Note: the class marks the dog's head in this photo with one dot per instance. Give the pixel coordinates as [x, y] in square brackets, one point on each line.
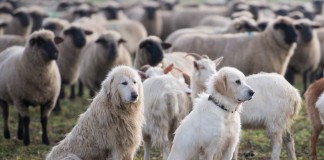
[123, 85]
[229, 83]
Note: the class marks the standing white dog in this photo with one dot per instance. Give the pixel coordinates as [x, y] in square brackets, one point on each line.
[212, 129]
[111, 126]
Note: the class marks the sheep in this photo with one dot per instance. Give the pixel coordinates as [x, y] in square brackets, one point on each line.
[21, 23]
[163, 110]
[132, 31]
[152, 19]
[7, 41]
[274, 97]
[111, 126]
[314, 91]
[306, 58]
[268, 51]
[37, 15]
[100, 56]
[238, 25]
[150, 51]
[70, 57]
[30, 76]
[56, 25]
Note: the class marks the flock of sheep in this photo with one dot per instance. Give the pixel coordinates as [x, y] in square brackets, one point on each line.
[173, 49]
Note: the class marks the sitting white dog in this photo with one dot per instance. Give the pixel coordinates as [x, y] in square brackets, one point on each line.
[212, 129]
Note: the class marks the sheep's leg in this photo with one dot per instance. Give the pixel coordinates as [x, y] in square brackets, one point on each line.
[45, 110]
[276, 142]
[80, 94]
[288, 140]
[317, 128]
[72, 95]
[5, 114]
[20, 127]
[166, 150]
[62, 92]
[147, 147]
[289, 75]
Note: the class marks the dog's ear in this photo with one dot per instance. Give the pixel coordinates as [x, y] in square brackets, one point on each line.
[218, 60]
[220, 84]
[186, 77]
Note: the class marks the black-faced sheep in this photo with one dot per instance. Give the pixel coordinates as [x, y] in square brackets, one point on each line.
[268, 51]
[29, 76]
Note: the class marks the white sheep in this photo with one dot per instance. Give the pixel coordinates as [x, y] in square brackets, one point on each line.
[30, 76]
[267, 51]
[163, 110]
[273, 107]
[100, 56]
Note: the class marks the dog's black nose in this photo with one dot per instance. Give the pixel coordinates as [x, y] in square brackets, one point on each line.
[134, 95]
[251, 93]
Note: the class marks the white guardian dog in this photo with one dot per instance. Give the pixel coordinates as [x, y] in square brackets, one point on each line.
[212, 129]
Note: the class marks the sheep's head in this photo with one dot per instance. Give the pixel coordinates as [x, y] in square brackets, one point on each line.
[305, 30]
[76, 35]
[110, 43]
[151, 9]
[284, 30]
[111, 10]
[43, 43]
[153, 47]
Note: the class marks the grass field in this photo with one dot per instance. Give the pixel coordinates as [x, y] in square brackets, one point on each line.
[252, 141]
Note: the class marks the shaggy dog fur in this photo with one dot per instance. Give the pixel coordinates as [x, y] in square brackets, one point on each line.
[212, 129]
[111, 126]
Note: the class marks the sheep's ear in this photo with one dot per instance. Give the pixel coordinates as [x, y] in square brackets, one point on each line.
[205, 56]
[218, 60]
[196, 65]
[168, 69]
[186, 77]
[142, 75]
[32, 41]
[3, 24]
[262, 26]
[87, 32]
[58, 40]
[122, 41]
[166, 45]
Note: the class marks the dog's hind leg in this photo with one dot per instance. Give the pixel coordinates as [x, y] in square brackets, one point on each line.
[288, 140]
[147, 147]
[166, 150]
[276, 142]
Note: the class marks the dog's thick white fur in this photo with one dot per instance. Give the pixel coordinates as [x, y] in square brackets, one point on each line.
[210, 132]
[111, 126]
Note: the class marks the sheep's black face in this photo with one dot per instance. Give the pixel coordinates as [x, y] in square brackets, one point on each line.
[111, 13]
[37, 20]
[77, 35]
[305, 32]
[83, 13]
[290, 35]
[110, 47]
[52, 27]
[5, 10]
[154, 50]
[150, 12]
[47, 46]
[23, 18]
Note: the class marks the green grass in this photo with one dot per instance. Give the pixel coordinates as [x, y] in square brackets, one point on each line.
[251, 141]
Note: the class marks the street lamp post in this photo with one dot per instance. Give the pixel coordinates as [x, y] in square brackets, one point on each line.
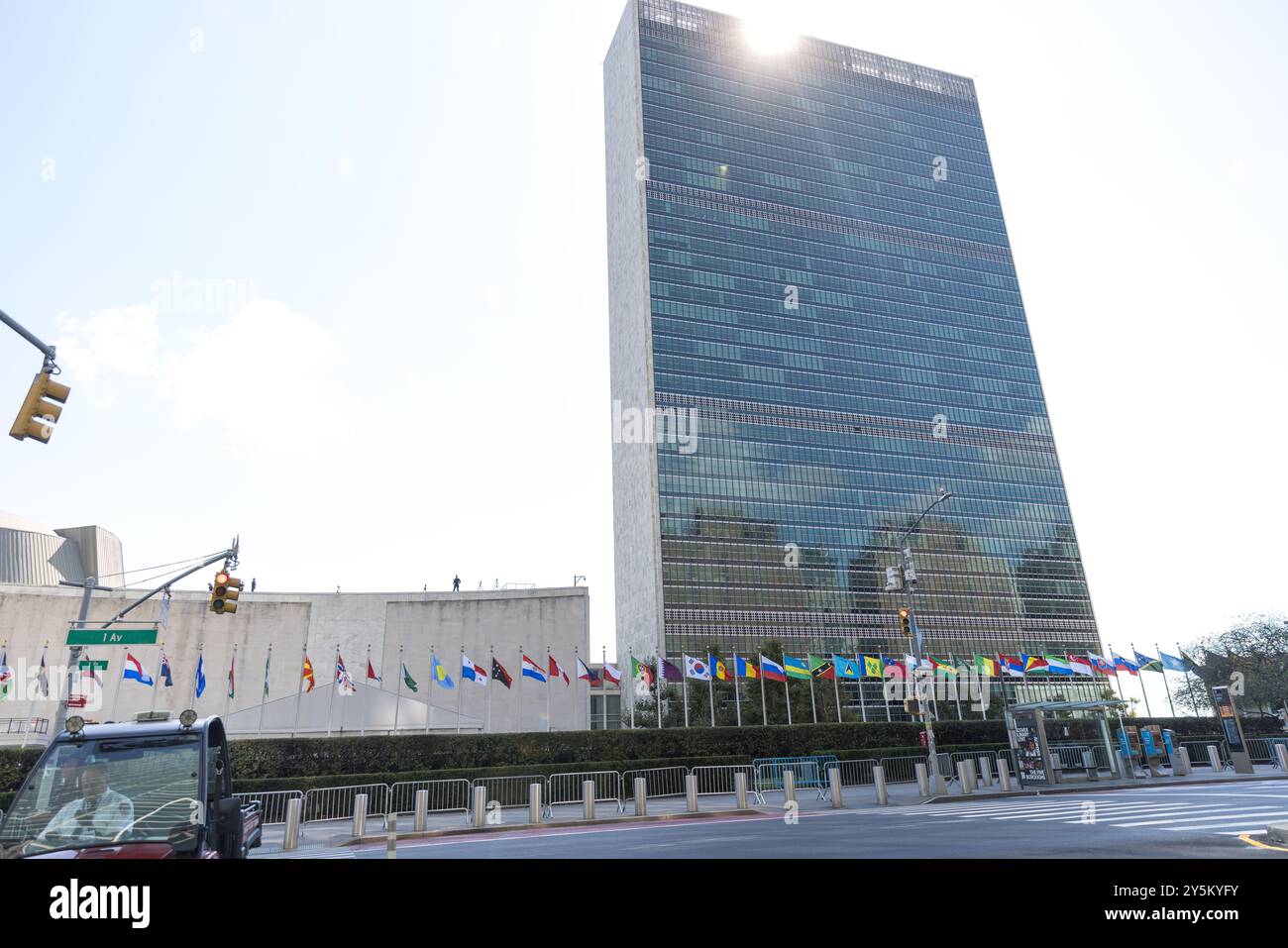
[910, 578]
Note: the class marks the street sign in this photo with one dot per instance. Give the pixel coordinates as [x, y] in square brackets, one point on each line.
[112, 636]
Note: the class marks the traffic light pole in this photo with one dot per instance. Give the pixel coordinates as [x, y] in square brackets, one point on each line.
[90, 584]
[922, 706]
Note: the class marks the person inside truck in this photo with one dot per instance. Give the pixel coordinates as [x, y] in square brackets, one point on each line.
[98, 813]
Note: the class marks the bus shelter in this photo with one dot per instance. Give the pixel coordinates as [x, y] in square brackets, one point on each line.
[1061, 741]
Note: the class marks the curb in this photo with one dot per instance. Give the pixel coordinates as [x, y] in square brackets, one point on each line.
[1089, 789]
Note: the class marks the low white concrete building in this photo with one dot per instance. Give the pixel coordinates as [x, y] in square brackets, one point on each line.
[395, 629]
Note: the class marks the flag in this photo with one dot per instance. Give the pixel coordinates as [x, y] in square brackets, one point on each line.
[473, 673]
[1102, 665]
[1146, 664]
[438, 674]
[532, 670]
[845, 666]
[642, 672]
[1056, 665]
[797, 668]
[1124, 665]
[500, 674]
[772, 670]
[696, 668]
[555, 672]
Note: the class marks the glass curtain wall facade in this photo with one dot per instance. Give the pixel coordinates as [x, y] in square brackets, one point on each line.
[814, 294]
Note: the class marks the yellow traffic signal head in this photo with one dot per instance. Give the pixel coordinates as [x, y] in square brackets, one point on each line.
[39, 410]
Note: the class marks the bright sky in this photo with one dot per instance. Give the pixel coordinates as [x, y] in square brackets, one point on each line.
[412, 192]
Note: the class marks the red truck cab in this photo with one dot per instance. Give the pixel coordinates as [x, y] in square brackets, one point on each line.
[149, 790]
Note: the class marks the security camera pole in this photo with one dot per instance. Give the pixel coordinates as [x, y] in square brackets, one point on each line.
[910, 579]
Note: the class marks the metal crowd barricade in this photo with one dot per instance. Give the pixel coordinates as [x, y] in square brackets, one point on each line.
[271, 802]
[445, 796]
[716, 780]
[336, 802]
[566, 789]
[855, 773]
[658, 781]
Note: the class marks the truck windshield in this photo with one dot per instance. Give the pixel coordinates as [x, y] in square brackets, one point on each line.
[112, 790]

:: Task to complete ::
Repeat every record precisely. Any picture among them stays out of the copy.

:: Task answer ::
Note: the class marks the dog's head in this photo with one dot per instance. Give the pixel coordinates as [x, y] in square brackets, one point on each line.
[123, 85]
[229, 83]
Note: the class marks the standing white dog in this photo with one dot per instance. Give the pixel coordinates as [x, y] in square brackets, one point on each line.
[212, 129]
[111, 126]
Note: the class marks the sheep in this photo with one dot per instance. Give the pixel coordinates as [x, y] in square brackets, one point on each line.
[21, 23]
[163, 110]
[132, 31]
[152, 19]
[7, 41]
[274, 97]
[111, 126]
[314, 91]
[306, 58]
[268, 51]
[37, 15]
[100, 56]
[238, 25]
[150, 51]
[70, 57]
[30, 76]
[56, 25]
Note: the class marks the flock of sheep in this photo with one dot per instance. Give the pixel coordinates as [x, y] in square brackets, one point on each line.
[173, 49]
Note: the class marks the sitting white dog in this photo with one dot per instance. Give the pixel coordinates as [x, y] in square brackets, one point on each line.
[212, 129]
Note: the class marks the sheep's leg in this photo with one dot per instance. Give the pixel coordinates as [x, y] in square brackets, one point on each line.
[45, 110]
[276, 142]
[80, 94]
[288, 140]
[317, 128]
[72, 95]
[5, 114]
[20, 127]
[166, 150]
[62, 92]
[147, 147]
[289, 75]
Note: the class marks the dog's ear in this photo with one dot per instance. Give the pixel coordinates as [x, y] in square brackets, one point on each line.
[218, 60]
[220, 84]
[186, 77]
Note: the class marks the black-faced sheep in this photo with one dot per instance. Give the pixel coordinates as [x, y] in square brackets, one point on each line.
[268, 51]
[29, 76]
Note: the class marks the white sheep in this photo with one dot per instance. Give the pixel coordinates as [x, y] in square brackets, one point on each line.
[30, 76]
[267, 51]
[163, 110]
[273, 107]
[100, 56]
Note: the class marks the dog's black nose in this photo with one dot per instance. Give the pixel coordinates as [x, y] in square brackets, one point on each line.
[134, 95]
[251, 93]
Note: the class marks the white guardian dog in this photo with one dot per instance. Give the pixel coordinates as [x, y] in square brackets, one point on each line.
[212, 129]
Note: the class marks the sheep's head in this photo with one dot per instance. Give the pixel coordinates as [x, y] in square brackets, one point on each line.
[305, 30]
[76, 35]
[110, 43]
[151, 9]
[284, 30]
[111, 10]
[43, 43]
[153, 47]
Note: the class marks the grass field in this photo with one dot per instance. Give the pixel coordinates as [x, y] in square brackets, one point on each line.
[252, 141]
Note: the class marks the shaggy dog fur in this photo with one dot per instance. Give the pixel coordinates as [x, y] in square brackets, one point on each line.
[212, 129]
[111, 126]
Note: the class marks the sheep's ear in this photo with one dot per instance. Give the pixel coordinates as [x, y] in square brackets, one point on each line.
[205, 56]
[218, 60]
[196, 65]
[168, 69]
[186, 77]
[142, 75]
[32, 41]
[3, 24]
[262, 26]
[87, 32]
[58, 40]
[122, 41]
[166, 45]
Note: the class marks the dog's hind leg in this photo with one dot per instance. Give the pixel coordinates as [x, y] in square brackets, one point on each line.
[288, 140]
[147, 147]
[166, 150]
[276, 142]
Note: the class marks the dog's thick white fur in this photo with one dot per instance. Give the pixel coordinates as [x, y] in square brackets, one point on each line.
[210, 132]
[111, 126]
Note: the class marks the sheep's black face in this photo with one dot per instance. Give the pixel coordinates as [x, y] in square brackets, one point on each line.
[111, 13]
[37, 20]
[77, 35]
[305, 32]
[83, 13]
[290, 35]
[110, 47]
[52, 27]
[5, 10]
[154, 50]
[150, 12]
[47, 46]
[23, 18]
Note: the class marks the green grass in this photo with one dot per instance. Give the pixel coordinates as [x, y] in square brackets, one point on each line.
[251, 141]
Note: the class marks the street lamp post in this photo with one dot per instance. Give the pixel coordinates as [x, y] in square brackets, one point on each line.
[910, 578]
Note: the class marks the street sign in this photo with one dot per instance. Give the pixel coordinates as [x, y] in square brackets, one point on each line.
[112, 636]
Note: the class marks the traffic light pole in this photo with one dot per instance. Give the pixel coordinates as [x, y] in square brackets, one point on each line.
[90, 584]
[922, 706]
Note: the class marks the person inside truck in this photo with one dot per instance. Give the pixel coordinates as [x, y] in square brackets, one point on each line.
[98, 813]
Note: the class marks the bus shelter in this photo with one dot per instance. Give the pixel coordinates as [x, y] in square brackets, one point on each line.
[1061, 741]
Note: the class marks the curb in this photo with one dot per instance. Give the pixel coordinates as [x, y] in square brackets, one point on each line.
[1089, 789]
Note: the class marks the low white concrete building in this photo with one dot per instance. Give the pixel coordinates as [x, y] in square brackets, one point on each line.
[395, 629]
Note: the class marks the flag in this photo with one dot per instance. Give the pixel coordinates as [x, y] in square brackets, one point on each line.
[473, 673]
[1102, 665]
[1146, 664]
[438, 674]
[532, 670]
[845, 666]
[642, 672]
[1056, 665]
[797, 668]
[1124, 665]
[500, 674]
[772, 670]
[696, 668]
[555, 672]
Note: the class marks the glass curtain wall facade in this photo with one dot per instance. Give the pixel coordinates as [x, y] in square brackets, one point on each line.
[814, 294]
Note: the class marks the yellow traffic signal head in this photo with one dot per instance. Give the pixel coordinates as [x, y] in square brackets, one point on each line.
[39, 410]
Note: the class marks the bright sky in this photo with one dot per instance. Give the pixel coordinates as [x, y] in square brackets, one point on each line.
[412, 192]
Note: the class marks the red truck cab in this photo with one dot per instance. Give the pixel coordinates as [x, y] in square brackets, one point on each line.
[149, 790]
Note: the class marks the security camera pole in this photo with one dot per instance. Give the pixel coordinates as [x, y] in square brackets, one point on each line.
[910, 579]
Note: the class marks the metal crowd barricade in this photo with one dot per instance. Give the pixel coordinates as [x, y] in square brackets, one point on each line.
[271, 802]
[445, 796]
[716, 780]
[336, 802]
[566, 789]
[855, 773]
[658, 781]
Note: the class marks the truck windshield in this photo with one dot per instance. Give the pixel coordinates as [x, y] in square brackets, one point on each line.
[112, 790]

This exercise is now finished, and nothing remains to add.